» Problem to work on:
Rewrite the lines of the listing below, swapping "white particle" for "pale speck" and leaving everything else as it is. Omit the picture.

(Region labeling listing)
-- -- --

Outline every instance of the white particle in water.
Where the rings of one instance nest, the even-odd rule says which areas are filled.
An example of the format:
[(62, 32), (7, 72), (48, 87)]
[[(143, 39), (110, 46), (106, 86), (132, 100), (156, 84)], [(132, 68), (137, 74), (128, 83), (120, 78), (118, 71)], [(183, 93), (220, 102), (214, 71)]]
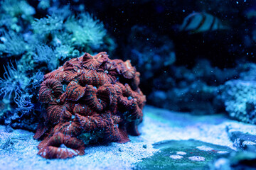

-- -- --

» Answer:
Outline every instance of the pale speck in water.
Where the rings of one instance nest, the even-odd rule says which areas are filled.
An example of the format:
[(62, 32), (7, 72), (48, 87)]
[[(143, 39), (110, 46), (106, 86), (132, 100), (156, 84)], [(132, 68), (137, 74), (128, 83), (120, 78), (118, 71)], [(183, 93), (220, 102), (214, 71)]]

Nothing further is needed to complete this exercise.